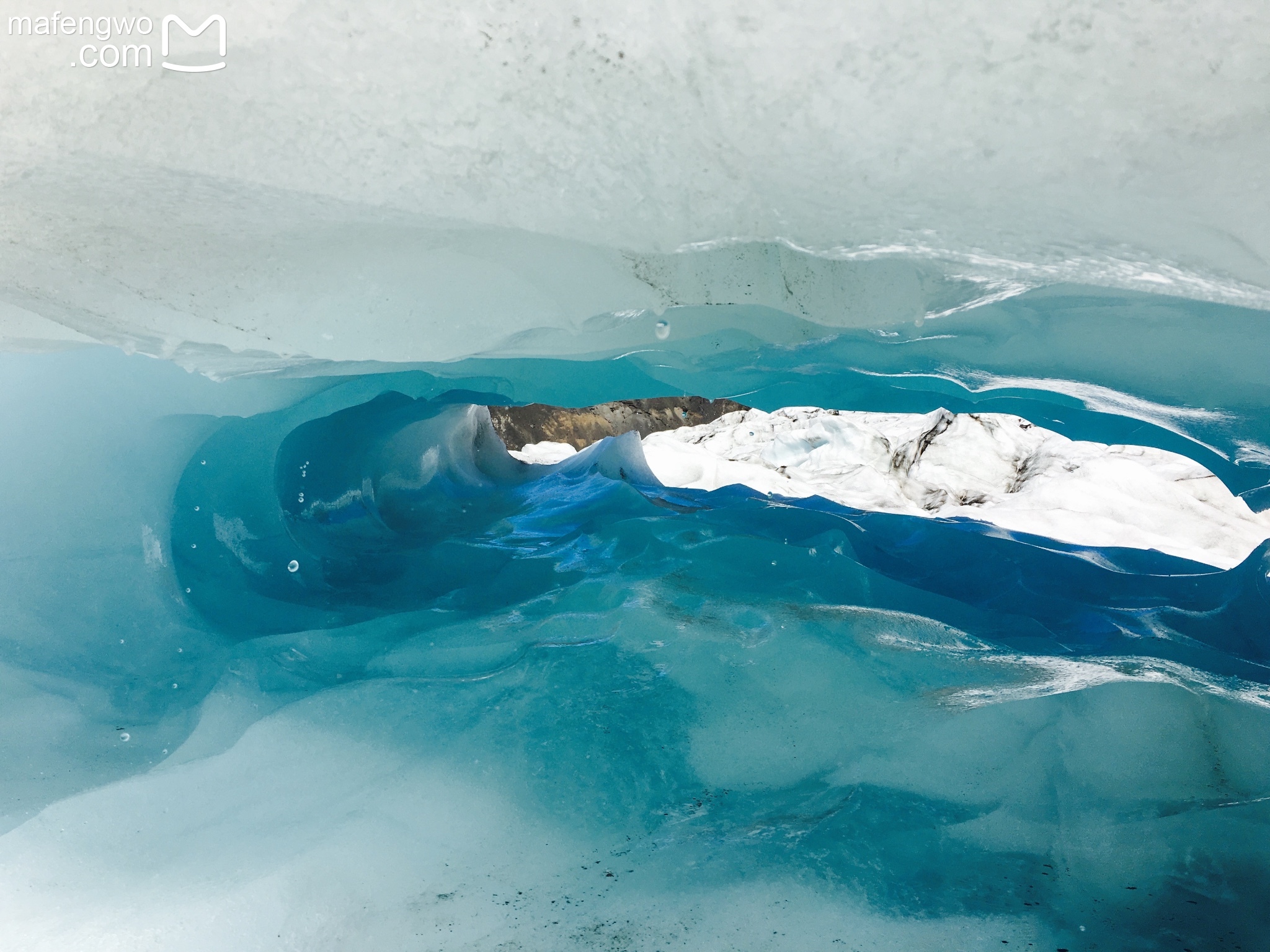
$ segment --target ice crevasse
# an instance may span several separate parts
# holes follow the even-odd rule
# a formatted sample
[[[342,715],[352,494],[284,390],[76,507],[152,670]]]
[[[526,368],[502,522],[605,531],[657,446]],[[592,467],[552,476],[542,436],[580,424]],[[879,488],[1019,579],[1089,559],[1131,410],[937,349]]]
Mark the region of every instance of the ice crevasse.
[[[1193,459],[1072,440],[1008,414],[745,410],[649,434],[643,448],[667,486],[819,495],[1091,547],[1154,548],[1223,569],[1270,537],[1270,515],[1253,513]],[[540,443],[516,454],[555,462],[572,452]]]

▶ _Exercise task_: Transcribe each line of the records above character for character, omitting the pictures.

▶ _Written response_:
$ segment --target ice crevasse
# an instance may span several separate parts
# holes follow the even-odd rule
# a formatted sample
[[[342,715],[352,494],[284,390],[76,507],[152,670]]]
[[[526,368],[502,522],[605,531],[657,446]],[[592,467],[552,476],[542,436],[580,424]],[[879,488],[1019,579],[1089,559],[1131,410],[937,349]]]
Mark the region of every instance of the ice crevasse.
[[[1193,459],[1072,440],[1008,414],[745,410],[649,434],[643,448],[667,486],[819,495],[1091,547],[1154,548],[1223,569],[1270,537],[1270,515],[1253,513]],[[540,443],[516,454],[555,462],[572,452]]]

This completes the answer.